**REQUIRED WORK**
Quote word for word from the line holding "# test: pin the sundial" to the last line below, including both, and omit any pictures.

Entries from a dataset
▼

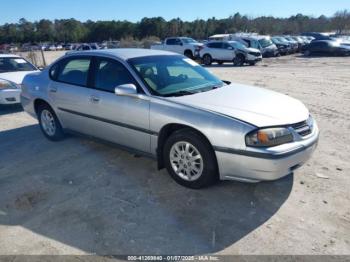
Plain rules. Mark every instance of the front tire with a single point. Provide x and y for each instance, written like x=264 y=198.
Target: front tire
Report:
x=49 y=123
x=190 y=160
x=207 y=60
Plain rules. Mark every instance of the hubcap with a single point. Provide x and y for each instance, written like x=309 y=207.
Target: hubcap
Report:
x=186 y=161
x=48 y=122
x=207 y=60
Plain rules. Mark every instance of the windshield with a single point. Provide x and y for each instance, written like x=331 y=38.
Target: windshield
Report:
x=14 y=64
x=282 y=39
x=265 y=42
x=276 y=40
x=188 y=40
x=174 y=75
x=238 y=45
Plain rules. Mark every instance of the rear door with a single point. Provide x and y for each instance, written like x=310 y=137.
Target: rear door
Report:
x=215 y=50
x=69 y=91
x=227 y=52
x=174 y=45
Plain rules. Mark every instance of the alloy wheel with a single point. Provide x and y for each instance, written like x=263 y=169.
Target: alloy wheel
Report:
x=186 y=161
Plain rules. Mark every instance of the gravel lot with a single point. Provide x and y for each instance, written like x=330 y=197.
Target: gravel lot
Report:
x=82 y=197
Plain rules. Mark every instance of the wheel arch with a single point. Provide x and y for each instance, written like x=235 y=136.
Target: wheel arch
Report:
x=38 y=102
x=188 y=51
x=166 y=131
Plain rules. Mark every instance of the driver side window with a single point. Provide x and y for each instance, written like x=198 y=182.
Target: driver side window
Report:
x=110 y=73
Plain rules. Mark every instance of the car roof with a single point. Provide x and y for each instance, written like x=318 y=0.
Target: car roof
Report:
x=9 y=55
x=123 y=53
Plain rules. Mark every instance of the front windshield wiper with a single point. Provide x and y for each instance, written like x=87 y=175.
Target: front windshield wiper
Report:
x=180 y=93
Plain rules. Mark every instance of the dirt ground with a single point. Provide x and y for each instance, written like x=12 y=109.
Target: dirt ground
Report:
x=81 y=197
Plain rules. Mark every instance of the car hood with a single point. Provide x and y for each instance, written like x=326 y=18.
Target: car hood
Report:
x=257 y=106
x=196 y=44
x=15 y=77
x=250 y=49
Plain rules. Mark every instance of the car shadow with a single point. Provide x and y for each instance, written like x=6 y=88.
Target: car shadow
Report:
x=10 y=109
x=106 y=201
x=226 y=65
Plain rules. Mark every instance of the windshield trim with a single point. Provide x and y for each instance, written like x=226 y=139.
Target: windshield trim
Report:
x=34 y=68
x=157 y=94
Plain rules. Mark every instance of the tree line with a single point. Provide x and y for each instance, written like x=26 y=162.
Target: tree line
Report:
x=71 y=30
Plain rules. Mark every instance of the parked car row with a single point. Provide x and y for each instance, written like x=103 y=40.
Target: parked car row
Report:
x=11 y=48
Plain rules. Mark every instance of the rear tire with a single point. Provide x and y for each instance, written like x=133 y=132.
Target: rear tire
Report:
x=189 y=54
x=207 y=59
x=49 y=123
x=239 y=60
x=190 y=160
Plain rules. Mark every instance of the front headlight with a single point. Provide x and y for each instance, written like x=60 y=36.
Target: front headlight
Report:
x=5 y=84
x=269 y=137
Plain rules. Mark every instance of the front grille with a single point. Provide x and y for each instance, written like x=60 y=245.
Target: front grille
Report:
x=302 y=128
x=255 y=53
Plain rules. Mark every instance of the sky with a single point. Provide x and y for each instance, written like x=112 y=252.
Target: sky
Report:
x=134 y=10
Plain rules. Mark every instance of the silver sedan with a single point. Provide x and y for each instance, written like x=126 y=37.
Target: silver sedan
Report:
x=166 y=106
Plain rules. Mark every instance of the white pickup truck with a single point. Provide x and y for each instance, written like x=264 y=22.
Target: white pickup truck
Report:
x=181 y=45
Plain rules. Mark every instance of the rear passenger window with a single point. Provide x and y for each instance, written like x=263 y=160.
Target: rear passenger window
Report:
x=75 y=72
x=171 y=41
x=110 y=74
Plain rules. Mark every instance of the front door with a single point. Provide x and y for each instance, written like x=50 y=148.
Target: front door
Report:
x=119 y=119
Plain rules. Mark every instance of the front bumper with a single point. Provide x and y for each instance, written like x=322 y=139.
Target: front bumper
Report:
x=10 y=96
x=270 y=53
x=253 y=58
x=256 y=166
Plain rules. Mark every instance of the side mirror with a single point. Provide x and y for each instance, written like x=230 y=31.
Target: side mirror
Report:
x=126 y=90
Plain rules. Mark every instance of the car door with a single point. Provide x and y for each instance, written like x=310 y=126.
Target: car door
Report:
x=120 y=119
x=215 y=50
x=174 y=45
x=69 y=92
x=227 y=52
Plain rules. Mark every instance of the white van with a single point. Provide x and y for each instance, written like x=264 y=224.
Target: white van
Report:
x=251 y=40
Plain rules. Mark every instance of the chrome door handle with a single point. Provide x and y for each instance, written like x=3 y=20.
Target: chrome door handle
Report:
x=53 y=89
x=94 y=99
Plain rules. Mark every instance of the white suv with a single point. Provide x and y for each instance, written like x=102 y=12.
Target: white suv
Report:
x=229 y=51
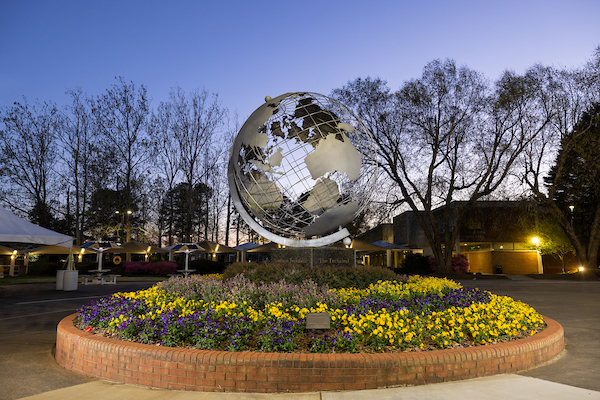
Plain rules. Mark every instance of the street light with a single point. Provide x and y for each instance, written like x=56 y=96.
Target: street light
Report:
x=572 y=214
x=128 y=212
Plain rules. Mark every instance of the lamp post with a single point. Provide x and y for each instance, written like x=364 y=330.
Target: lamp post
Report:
x=128 y=231
x=572 y=215
x=537 y=242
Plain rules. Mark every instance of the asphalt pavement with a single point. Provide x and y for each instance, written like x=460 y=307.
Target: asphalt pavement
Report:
x=29 y=314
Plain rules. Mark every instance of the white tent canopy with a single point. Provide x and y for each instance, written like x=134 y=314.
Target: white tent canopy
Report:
x=17 y=230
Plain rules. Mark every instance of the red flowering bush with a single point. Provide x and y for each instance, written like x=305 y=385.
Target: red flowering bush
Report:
x=145 y=268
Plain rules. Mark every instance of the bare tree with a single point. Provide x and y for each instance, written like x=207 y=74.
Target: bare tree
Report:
x=194 y=120
x=122 y=117
x=78 y=139
x=445 y=137
x=564 y=99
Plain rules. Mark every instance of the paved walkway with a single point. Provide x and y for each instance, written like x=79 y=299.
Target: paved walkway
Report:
x=29 y=315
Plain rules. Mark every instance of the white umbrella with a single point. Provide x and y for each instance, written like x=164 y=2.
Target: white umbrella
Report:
x=100 y=247
x=186 y=248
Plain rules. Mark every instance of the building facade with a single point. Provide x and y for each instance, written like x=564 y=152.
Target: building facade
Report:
x=493 y=235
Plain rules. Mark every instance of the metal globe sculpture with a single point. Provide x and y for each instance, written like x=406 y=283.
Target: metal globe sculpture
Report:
x=302 y=166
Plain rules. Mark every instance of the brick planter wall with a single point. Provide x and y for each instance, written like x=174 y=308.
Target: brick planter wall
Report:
x=202 y=370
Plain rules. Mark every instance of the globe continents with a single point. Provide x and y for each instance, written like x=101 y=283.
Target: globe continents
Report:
x=303 y=165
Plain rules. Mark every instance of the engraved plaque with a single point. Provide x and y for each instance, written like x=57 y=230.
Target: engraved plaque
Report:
x=318 y=321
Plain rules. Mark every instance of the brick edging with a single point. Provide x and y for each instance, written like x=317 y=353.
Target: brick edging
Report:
x=222 y=371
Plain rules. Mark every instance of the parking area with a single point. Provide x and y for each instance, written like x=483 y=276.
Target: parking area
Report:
x=29 y=314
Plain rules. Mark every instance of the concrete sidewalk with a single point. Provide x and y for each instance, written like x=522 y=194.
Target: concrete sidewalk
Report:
x=29 y=315
x=512 y=387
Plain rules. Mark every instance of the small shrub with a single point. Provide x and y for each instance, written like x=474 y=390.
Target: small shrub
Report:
x=460 y=264
x=415 y=264
x=204 y=266
x=159 y=268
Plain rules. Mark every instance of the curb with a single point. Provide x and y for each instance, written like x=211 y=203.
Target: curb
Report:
x=256 y=372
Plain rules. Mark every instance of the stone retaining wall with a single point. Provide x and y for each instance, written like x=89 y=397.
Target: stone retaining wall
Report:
x=202 y=370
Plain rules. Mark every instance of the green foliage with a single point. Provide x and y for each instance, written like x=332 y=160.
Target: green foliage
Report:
x=204 y=266
x=578 y=183
x=335 y=277
x=553 y=240
x=43 y=267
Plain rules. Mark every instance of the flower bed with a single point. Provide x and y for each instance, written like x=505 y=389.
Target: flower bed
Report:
x=236 y=315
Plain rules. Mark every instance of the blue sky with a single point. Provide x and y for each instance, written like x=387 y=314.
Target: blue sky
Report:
x=245 y=50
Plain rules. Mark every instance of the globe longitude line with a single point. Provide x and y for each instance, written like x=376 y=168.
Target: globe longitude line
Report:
x=281 y=179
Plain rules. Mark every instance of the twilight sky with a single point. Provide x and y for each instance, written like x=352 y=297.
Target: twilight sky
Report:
x=245 y=50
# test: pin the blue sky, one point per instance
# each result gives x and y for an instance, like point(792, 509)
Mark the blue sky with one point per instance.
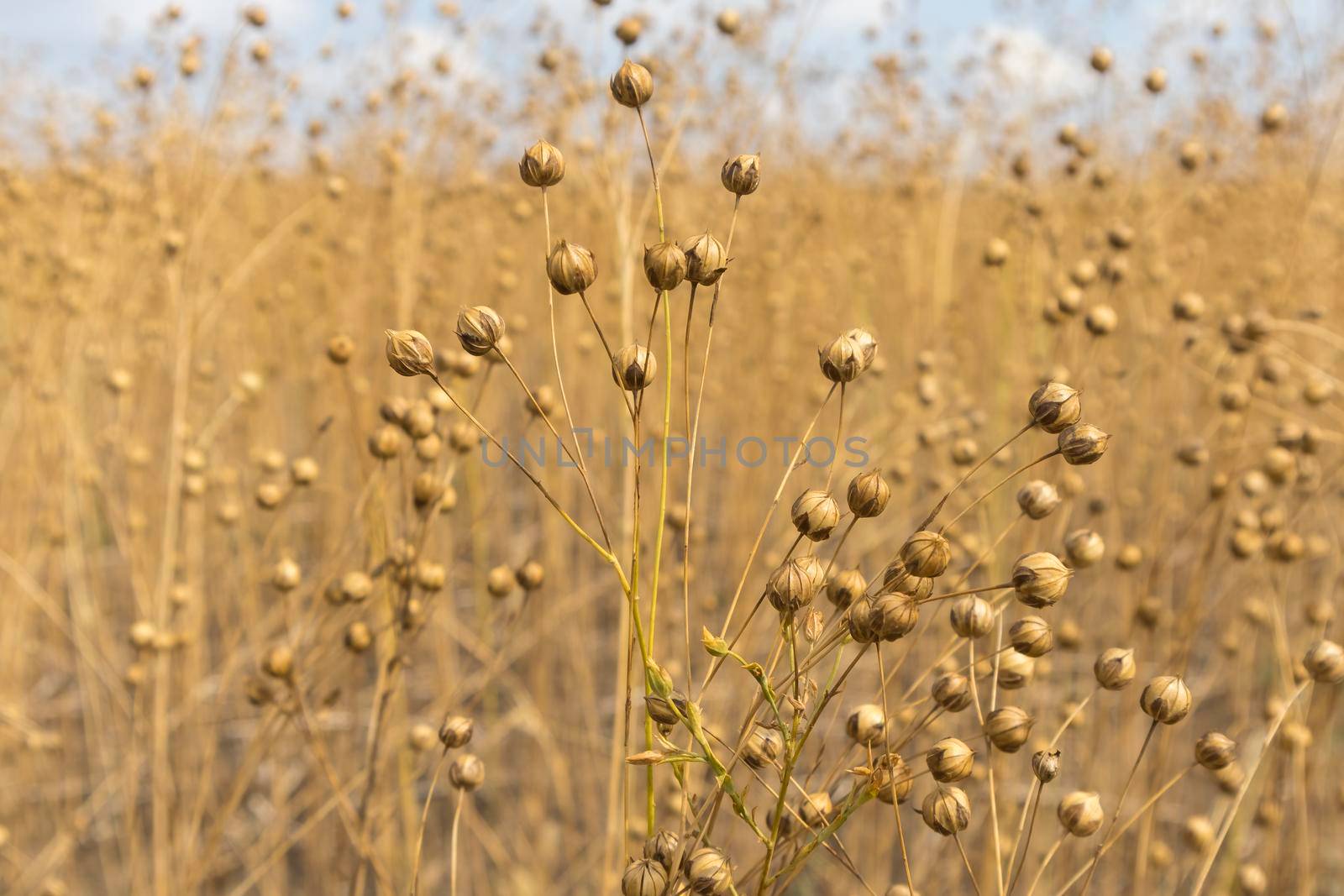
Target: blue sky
point(82, 46)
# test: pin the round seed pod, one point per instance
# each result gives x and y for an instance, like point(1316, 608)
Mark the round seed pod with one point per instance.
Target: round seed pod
point(709, 871)
point(1008, 728)
point(894, 616)
point(531, 575)
point(891, 778)
point(1215, 750)
point(1273, 117)
point(456, 731)
point(729, 22)
point(1015, 671)
point(340, 348)
point(1032, 636)
point(947, 810)
point(972, 617)
point(409, 352)
point(952, 692)
point(358, 637)
point(1101, 320)
point(795, 584)
point(927, 553)
point(662, 848)
point(869, 495)
point(1166, 699)
point(1324, 663)
point(570, 268)
point(867, 725)
point(644, 878)
point(1081, 813)
point(815, 515)
point(632, 85)
point(1038, 499)
point(1054, 407)
point(279, 661)
point(1082, 443)
point(705, 259)
point(664, 265)
point(1045, 765)
point(479, 329)
point(842, 359)
point(286, 575)
point(386, 443)
point(951, 761)
point(633, 369)
point(844, 587)
point(467, 773)
point(1085, 547)
point(542, 165)
point(763, 747)
point(1041, 579)
point(1115, 668)
point(741, 175)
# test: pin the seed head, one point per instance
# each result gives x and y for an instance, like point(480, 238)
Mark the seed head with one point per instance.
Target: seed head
point(1081, 813)
point(1115, 668)
point(1032, 636)
point(664, 265)
point(409, 352)
point(795, 584)
point(1215, 750)
point(815, 515)
point(741, 175)
point(709, 871)
point(927, 553)
point(1045, 765)
point(467, 773)
point(951, 761)
point(632, 85)
point(633, 369)
point(570, 268)
point(1041, 579)
point(866, 725)
point(542, 165)
point(844, 587)
point(1054, 407)
point(456, 731)
point(705, 259)
point(1082, 443)
point(1038, 499)
point(479, 329)
point(1324, 663)
point(1166, 699)
point(869, 495)
point(764, 746)
point(972, 617)
point(1008, 728)
point(947, 810)
point(644, 878)
point(952, 692)
point(894, 616)
point(891, 778)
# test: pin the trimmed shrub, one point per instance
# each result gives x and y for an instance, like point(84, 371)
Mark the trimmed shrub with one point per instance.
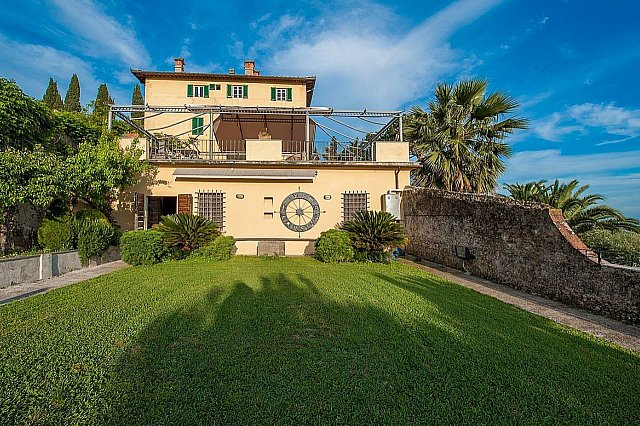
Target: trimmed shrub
point(187, 232)
point(94, 237)
point(334, 246)
point(220, 249)
point(375, 235)
point(56, 234)
point(142, 247)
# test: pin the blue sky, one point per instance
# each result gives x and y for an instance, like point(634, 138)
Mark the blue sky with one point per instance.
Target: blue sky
point(572, 64)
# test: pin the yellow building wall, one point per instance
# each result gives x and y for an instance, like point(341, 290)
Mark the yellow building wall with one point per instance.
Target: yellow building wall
point(174, 93)
point(254, 217)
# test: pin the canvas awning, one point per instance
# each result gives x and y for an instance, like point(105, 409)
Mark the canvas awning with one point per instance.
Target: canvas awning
point(247, 174)
point(230, 126)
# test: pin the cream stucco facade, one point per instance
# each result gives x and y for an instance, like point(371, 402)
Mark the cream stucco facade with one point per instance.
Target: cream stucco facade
point(262, 193)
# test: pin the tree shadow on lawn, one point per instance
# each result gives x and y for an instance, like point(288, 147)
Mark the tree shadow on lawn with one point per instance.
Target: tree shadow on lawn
point(283, 352)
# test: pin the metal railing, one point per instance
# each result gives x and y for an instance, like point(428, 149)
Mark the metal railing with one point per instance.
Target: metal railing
point(613, 257)
point(195, 149)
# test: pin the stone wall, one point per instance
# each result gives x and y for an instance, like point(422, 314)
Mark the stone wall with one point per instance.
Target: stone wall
point(523, 245)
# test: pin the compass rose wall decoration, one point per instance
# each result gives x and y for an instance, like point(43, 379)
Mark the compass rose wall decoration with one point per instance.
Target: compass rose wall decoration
point(299, 212)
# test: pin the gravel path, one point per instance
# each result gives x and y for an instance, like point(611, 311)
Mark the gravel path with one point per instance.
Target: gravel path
point(625, 335)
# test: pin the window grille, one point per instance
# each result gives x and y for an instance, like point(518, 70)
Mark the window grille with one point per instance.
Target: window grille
point(352, 202)
point(211, 206)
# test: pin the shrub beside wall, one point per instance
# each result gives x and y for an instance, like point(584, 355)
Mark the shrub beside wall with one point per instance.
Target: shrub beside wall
point(143, 247)
point(56, 234)
point(334, 246)
point(220, 249)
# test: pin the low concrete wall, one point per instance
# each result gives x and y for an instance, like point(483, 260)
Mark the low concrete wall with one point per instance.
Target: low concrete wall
point(523, 245)
point(40, 267)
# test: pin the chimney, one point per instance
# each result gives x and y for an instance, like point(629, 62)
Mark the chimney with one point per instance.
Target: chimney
point(178, 65)
point(249, 67)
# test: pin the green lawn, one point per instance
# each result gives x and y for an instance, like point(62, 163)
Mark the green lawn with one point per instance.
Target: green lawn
point(294, 340)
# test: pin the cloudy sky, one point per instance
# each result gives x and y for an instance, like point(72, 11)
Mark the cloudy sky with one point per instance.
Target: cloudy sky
point(573, 64)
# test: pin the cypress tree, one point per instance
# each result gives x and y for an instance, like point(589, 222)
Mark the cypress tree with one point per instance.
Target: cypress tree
point(101, 104)
point(137, 99)
point(72, 98)
point(52, 96)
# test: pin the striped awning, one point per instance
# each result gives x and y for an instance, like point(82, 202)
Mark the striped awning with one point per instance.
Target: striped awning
point(246, 174)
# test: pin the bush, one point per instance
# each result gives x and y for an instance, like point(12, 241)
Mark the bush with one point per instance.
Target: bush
point(94, 237)
point(220, 249)
point(374, 235)
point(334, 246)
point(56, 234)
point(143, 247)
point(187, 232)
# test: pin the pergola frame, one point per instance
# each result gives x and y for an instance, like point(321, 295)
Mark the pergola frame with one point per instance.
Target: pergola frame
point(121, 111)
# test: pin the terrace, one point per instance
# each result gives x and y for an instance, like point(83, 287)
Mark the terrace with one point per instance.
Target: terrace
point(205, 133)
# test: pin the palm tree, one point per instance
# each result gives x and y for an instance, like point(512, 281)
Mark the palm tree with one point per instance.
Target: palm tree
point(582, 212)
point(460, 140)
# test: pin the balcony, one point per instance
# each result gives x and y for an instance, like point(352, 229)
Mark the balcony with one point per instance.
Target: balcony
point(199, 150)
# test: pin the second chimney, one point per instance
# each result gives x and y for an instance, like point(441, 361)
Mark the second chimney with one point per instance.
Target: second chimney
point(249, 67)
point(178, 65)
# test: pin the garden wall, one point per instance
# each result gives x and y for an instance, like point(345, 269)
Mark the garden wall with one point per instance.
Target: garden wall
point(523, 245)
point(27, 269)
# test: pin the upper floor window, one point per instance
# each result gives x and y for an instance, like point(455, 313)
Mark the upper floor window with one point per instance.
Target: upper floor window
point(198, 90)
point(237, 91)
point(281, 93)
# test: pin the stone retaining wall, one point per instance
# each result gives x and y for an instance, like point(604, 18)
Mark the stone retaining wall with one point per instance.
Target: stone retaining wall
point(27, 269)
point(523, 245)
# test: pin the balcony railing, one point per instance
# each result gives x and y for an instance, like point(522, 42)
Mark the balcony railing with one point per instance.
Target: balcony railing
point(236, 150)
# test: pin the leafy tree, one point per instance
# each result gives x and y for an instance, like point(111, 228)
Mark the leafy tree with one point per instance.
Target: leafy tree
point(24, 121)
point(99, 171)
point(187, 232)
point(72, 98)
point(582, 211)
point(101, 105)
point(137, 99)
point(52, 97)
point(460, 139)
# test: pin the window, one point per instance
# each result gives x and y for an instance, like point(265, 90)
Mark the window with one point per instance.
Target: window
point(281, 93)
point(211, 206)
point(198, 90)
point(197, 125)
point(237, 91)
point(354, 202)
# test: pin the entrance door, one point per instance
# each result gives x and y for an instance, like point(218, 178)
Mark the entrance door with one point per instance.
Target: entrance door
point(158, 207)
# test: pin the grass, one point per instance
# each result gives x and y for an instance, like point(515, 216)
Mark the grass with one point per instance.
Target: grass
point(259, 340)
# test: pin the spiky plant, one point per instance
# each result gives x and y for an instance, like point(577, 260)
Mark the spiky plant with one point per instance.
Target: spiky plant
point(373, 231)
point(187, 232)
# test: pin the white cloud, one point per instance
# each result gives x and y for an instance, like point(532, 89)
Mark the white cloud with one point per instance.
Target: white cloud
point(580, 118)
point(43, 62)
point(613, 174)
point(100, 35)
point(360, 58)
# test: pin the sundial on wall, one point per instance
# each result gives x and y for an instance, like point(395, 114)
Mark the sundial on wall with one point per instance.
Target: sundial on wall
point(299, 212)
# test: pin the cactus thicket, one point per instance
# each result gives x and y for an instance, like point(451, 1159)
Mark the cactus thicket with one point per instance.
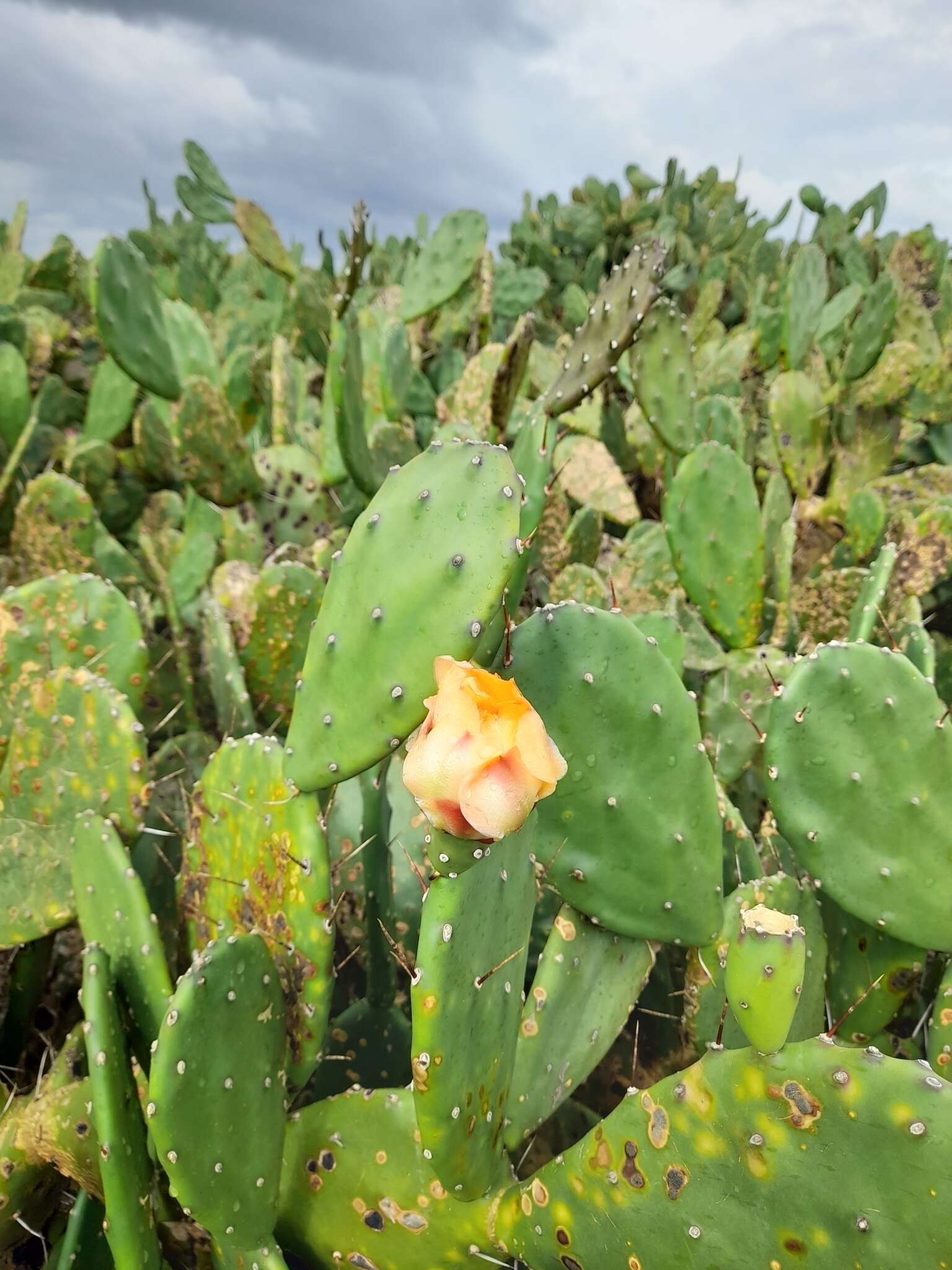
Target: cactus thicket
point(626, 543)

▲

**RESPONSE TO THIS EXERCISE**
# test: pin the sundial on wall, one point per instance
# each result gives x and y for an instance, like point(395, 114)
Mark the sundial on wall with one point per instance.
Target: sundial on wall
point(299, 212)
# test: pin the cactus thicket, one point per instance
# each result gives x and y for an instance, like point(451, 1159)
Mark the cactus thicket with one point per instance.
Target: cactus thicket
point(626, 543)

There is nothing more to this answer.